Problem description: Set down exactly the lines in the records below that run from the line with "Target: chimney stack" to the line with "Target: lace curtain", inclusive, and nothing more.

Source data
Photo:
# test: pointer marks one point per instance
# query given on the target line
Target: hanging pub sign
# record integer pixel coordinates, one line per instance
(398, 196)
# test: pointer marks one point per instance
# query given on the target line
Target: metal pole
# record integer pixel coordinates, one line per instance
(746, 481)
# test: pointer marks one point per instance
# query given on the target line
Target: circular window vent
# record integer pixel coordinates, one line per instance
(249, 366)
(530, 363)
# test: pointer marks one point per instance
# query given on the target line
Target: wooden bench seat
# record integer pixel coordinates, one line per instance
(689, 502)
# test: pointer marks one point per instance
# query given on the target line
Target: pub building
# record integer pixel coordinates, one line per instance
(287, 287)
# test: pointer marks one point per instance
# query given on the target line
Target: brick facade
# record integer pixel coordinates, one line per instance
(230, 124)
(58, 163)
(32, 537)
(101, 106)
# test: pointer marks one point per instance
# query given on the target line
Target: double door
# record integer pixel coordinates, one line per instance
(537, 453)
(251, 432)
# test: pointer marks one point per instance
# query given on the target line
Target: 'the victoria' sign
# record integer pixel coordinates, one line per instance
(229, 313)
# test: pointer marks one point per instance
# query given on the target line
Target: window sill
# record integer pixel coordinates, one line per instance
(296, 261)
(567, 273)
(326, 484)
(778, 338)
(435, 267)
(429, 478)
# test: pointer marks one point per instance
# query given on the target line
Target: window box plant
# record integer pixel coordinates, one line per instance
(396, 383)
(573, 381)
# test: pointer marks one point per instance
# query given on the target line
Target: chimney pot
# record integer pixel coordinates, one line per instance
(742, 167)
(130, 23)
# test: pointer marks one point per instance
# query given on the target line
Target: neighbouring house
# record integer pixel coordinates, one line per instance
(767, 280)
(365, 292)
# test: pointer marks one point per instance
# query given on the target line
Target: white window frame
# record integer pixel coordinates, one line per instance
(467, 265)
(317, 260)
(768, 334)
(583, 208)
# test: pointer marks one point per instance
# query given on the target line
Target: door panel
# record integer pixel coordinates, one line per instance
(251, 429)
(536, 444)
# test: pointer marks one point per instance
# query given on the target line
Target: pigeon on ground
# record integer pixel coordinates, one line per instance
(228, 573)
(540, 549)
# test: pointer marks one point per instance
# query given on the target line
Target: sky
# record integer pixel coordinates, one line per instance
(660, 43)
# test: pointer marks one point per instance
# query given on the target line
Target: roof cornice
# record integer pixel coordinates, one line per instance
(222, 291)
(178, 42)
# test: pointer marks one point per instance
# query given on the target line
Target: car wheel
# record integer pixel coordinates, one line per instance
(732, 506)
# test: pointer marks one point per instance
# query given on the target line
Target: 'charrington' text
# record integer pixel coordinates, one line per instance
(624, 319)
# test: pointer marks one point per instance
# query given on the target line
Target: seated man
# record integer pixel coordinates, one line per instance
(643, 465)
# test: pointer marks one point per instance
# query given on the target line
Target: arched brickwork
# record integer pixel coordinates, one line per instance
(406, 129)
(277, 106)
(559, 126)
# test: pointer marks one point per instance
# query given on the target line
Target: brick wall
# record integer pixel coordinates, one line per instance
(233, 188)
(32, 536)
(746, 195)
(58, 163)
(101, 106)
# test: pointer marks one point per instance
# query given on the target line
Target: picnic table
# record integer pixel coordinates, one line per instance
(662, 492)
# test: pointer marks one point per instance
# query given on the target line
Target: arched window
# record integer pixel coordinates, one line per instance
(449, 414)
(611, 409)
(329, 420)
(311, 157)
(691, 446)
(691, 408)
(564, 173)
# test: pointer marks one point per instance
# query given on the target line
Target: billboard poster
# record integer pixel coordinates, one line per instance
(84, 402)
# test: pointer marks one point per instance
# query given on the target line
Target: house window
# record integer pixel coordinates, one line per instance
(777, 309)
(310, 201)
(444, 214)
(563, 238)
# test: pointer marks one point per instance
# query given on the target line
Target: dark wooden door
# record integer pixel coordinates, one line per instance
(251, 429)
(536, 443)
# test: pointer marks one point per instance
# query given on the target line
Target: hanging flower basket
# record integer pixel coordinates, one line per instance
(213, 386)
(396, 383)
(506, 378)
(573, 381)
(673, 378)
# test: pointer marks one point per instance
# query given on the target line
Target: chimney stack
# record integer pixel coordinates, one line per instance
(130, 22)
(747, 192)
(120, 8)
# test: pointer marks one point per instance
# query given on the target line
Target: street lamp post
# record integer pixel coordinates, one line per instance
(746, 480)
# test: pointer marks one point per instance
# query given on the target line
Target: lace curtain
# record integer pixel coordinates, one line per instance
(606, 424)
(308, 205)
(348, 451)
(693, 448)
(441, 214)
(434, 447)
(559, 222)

Output for this task:
Target: chimney stack
# record integer pixel coordinates, one line per instance
(130, 22)
(747, 192)
(120, 8)
# test: pointer marks one point per instance
# query given on the target line
Target: street lamp post
# record integer pixel coordinates, one line per instance
(746, 480)
# test: pointer marks one point per instance
# query given on the target line
Target: lace curtain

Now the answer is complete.